**Given records:**
────

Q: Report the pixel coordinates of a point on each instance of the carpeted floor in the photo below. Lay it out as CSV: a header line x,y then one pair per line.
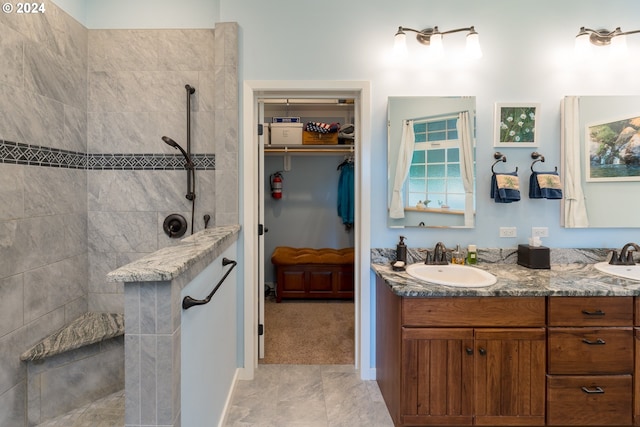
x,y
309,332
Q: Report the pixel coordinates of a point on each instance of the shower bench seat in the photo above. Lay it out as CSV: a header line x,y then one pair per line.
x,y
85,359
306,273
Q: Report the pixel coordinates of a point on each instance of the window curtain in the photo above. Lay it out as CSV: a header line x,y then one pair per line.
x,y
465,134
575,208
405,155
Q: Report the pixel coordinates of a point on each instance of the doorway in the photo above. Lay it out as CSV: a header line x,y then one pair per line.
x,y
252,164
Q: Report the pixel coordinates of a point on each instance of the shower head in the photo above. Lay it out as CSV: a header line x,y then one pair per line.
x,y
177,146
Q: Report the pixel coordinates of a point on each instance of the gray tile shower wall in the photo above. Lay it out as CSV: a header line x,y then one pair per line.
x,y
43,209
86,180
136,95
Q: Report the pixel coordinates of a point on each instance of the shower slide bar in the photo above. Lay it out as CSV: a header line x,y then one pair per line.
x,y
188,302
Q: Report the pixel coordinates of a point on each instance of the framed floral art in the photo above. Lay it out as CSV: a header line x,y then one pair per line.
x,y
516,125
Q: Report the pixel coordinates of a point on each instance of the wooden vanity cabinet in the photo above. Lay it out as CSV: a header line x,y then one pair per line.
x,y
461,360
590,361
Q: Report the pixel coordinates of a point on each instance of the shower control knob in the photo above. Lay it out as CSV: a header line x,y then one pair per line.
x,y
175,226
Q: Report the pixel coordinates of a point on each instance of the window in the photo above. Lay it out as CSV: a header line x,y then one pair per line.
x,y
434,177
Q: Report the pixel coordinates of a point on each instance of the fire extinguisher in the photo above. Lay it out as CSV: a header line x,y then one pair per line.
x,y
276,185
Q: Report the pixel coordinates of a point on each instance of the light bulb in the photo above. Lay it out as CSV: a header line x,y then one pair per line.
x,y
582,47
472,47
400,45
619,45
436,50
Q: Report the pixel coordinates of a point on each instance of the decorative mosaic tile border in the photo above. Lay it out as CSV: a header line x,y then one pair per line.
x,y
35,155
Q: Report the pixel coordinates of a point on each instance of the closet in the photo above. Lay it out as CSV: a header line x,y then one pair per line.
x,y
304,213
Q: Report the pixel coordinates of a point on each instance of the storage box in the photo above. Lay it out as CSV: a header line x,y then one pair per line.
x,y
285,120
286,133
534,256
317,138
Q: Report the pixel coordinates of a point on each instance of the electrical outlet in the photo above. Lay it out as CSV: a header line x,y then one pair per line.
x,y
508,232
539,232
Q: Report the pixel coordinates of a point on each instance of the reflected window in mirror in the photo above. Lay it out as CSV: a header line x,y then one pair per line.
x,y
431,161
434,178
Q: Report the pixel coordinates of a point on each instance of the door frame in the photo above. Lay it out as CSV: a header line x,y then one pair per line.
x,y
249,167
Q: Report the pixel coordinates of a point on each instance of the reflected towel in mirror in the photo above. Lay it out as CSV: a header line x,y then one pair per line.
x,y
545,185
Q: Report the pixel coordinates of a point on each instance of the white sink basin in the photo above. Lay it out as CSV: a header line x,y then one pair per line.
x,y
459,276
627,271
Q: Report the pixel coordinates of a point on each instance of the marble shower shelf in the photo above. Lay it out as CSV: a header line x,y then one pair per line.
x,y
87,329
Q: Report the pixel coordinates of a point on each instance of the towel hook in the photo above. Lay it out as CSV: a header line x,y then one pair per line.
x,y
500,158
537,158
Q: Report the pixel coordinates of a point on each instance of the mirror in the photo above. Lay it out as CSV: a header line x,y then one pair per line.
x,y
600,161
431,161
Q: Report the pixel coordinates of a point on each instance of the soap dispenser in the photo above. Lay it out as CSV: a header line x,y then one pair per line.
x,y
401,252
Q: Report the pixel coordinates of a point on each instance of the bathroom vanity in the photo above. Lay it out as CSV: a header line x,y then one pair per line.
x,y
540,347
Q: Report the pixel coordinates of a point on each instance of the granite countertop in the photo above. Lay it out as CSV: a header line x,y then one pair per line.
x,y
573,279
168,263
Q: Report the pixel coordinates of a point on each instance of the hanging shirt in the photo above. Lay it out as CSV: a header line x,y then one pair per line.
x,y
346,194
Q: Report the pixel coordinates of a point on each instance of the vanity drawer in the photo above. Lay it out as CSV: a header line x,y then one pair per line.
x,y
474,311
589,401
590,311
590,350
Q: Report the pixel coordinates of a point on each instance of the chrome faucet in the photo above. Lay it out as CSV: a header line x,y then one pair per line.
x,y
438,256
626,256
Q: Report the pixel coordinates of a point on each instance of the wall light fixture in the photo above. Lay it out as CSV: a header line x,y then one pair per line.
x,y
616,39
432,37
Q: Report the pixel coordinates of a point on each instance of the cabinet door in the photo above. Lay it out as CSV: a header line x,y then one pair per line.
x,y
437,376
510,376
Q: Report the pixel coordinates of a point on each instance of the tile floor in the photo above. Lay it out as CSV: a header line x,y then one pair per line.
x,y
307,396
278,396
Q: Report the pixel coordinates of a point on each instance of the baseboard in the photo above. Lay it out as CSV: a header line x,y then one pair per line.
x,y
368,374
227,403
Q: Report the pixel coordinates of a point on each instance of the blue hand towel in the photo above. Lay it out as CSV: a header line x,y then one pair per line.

────

**Exercise:**
Produce an exact copy of the records above, leaving out the pictures.

**Solved exercise:**
Q: Report the pixel coordinates of a point on each instance of the carpeted floor in the photo below. Lay it out as CSV: a header line x,y then one pair per line.
x,y
309,332
Q: Report the pixel coordinates of a point on each instance of the shower bench seat in the photo above. Lay it out as CSV: a header line x,y then one pair per line.
x,y
85,359
306,273
Q: Report the pixel coordinates of a point on each instance of the window curtain in the photo above. Lay it out as CSV: a header line x,y then one pair per line.
x,y
465,134
575,208
405,155
Q: Report the pixel coordinates of a point on each instance of the doorway in the photo above. Lay it out as CSV: a header line x,y then one pair per line.
x,y
252,164
Q: Report the pixel coordinates of a point on each instance of the shower head in the photo above. Lay it out as CSV: a header line x,y then one pair per line.
x,y
177,146
Q: Report the pixel coordinates of a point on each instance of the gray tile shower wall in the photo above. Lay it out as CSV: a header line x,y then one pair per line.
x,y
43,209
86,180
136,95
Q: Report the pixel coordinates of a point on each instance of the shower slide bar in the photo above. Lay it out as CSV: a header line x,y then one pair per line.
x,y
188,302
Q: Report the pixel coordinates of a point on each instance of the framed floral art in the photo above. Lay it out as CSV: a header line x,y then one pair per line.
x,y
516,125
Q: Report the pixel coordinates of a point on each instance of the wooden vanity cabinet in the photo above. Lay it out as CSV: a header line x,y then one pair per line.
x,y
461,360
590,361
Q: Report the pixel coordinates of a point on each instance of the shower control knob in the photo above. Lay it out as CSV: a header line x,y then one pair per line.
x,y
175,226
Q: Report the pixel coordinates of a point on each instance of the window in the photo above. Lay it out as CSV: a header line x,y then one pair per line.
x,y
434,177
Q: Report the pixel coordinates of a point on each instance of the fire extinguisher in the photo above. Lay it out as CSV: a header line x,y then one pair per line.
x,y
276,185
Q: Report the pixel coordinates of a point on each instance of the light bulb in the photo above. Lay it out as CSV: a header line x,y then one pair per line.
x,y
582,47
472,47
400,45
619,45
436,50
Q: Report the pixel coordinates of a point on each instance of the decorative mosaic tile border in the photo above. Lay it out as CSV: a header line x,y then one pair per line.
x,y
35,155
Q: Report the pixel coordinates of a point on each instance of the closet in the photo above. Lay it out as CSV: a header line x,y then one pair per line.
x,y
304,213
Q: Report the pixel coordinates of a point on each instance of the storage box in the photo above. Lay it out as CSV: a header line x,y then one pair per line.
x,y
285,120
286,133
534,256
317,138
Q: Report the pixel coordinates of a point on each instance of the electrical outlet in the photo above. Lay it out as CSV: a header line x,y then one pair per line.
x,y
508,232
539,232
Q: Report the pixel coordinates of a point on each instance of the reflected window in mirror in the photo above. Lay it out as CSV: a header line x,y then one pair per line.
x,y
431,161
434,178
Q: Report the pixel coordinates of a point on each instance of the door frame in the photo above. Lay it out as CSV: a header line x,y then one pair per line.
x,y
249,167
Q: Report the pixel coordinates of a point on each instance of the reflected towel in mirror in the photo above. Lay it out as CSV: a header line x,y then one pair per line.
x,y
545,185
Q: Report the pixel coordinates of a point on each instance of the white sink basin in the photo above. Lay it out as CSV: a header line x,y then one pair per line.
x,y
459,276
627,271
Q: Report the pixel coordinates of a point on each instance of the marble shower shelf in the photo above. Lay it out as CSV: a header line x,y then one pair per line.
x,y
87,329
Q: Report the pixel coordinates of a point on each instance of the towel hook in the photo above. Lay it out as CSV: a header line x,y then one pair per line.
x,y
500,158
537,158
Q: Report the pixel coordinates of a point on each instance of the mirror in the photo above. Lay it out as CSV: a header line x,y then one pair per line.
x,y
600,161
431,161
Q: Report the pixel coordinates of a point on each instance of the soap dispenser in the photo above. Lay it out as CSV: a header line x,y then one pair per line.
x,y
401,252
Q: Report the pixel coordinates of a point on each instance of the bathroom vanity in the photo above. Lay it out as CSV: a header line x,y then one pair per line.
x,y
540,347
Q: Report the pixel coordinates of a point on each instance of the granite countertop in the photo above. Lay it out as CSV: a header line x,y then one pair per line.
x,y
573,279
168,263
Q: Report the pixel coordinates of a point on each instance of the hanging shirt in the photo above. Lay it out as CSV: a header line x,y then one pair per line.
x,y
346,194
Q: Report the pixel coordinates of a point on each instance of the vanity drawer in the photo above. Lay it out as CSV: a header line x,y then one pair per line.
x,y
474,311
589,401
590,311
590,350
Q: Report the pixel coordinates of a point on each instance of the chrome faucet in the photo above. Lay it out as CSV: a header line x,y then one pair per line.
x,y
438,256
626,256
Q: Report the pixel coordinates of a point on each instance of the wall light fixture in the photo above. Lay it out as CSV: a header line x,y then one pair per line.
x,y
616,39
432,37
Q: Report the pixel coordinates of a point on each instance of the cabinet door in the photo above. Lay it out as CSV: a header line x,y then one pair per line.
x,y
437,376
510,376
Q: Report the pixel coordinates of a point on each instance of the tile floor in the photo above. Lay it out as CSV: a header line x,y then one pair per line.
x,y
307,396
278,396
Q: Report the pixel coordinates of a point on each instance of the baseboard in the photo above. Lay it out as CSV: a header line x,y then one pair per line.
x,y
368,374
227,403
Q: Report the pixel coordinates of a point on each instance of the blue hand towel in the photo above. Lay it out as CSV: a header line x,y then one pair per line.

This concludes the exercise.